(Coordinate labeling data)
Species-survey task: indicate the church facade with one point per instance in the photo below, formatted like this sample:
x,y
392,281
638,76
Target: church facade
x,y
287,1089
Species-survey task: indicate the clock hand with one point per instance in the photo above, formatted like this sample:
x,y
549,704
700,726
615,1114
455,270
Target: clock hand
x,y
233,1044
==
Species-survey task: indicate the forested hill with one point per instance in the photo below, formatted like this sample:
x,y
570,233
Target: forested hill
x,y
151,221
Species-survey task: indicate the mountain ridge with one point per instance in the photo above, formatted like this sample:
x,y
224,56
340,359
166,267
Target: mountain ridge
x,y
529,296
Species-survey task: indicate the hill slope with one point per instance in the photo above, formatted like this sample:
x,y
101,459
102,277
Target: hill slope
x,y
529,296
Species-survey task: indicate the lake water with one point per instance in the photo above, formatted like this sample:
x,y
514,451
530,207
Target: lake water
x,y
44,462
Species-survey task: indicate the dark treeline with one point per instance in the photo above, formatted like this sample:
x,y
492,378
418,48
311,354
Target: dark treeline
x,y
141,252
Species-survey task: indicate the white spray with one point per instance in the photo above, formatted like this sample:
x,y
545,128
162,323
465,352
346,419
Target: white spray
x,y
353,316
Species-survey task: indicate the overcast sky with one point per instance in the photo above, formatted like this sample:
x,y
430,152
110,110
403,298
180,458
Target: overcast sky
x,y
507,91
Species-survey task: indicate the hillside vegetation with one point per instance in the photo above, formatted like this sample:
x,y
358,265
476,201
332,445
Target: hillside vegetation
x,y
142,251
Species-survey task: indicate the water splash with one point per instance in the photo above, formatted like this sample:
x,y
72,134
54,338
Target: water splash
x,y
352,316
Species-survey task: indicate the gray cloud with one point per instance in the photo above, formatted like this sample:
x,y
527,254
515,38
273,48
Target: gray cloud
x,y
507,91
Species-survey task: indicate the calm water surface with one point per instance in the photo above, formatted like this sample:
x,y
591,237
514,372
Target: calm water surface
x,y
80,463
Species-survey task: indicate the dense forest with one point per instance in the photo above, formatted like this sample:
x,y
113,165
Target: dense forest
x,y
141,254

#### [Exercise brief]
Identify each line above that contains the word "forested", and copy every such line in full.

#### [Written reply]
Species-survey task: indicate the forested hill with one point per instance in the photo below, formatted like this sample:
Target: forested hill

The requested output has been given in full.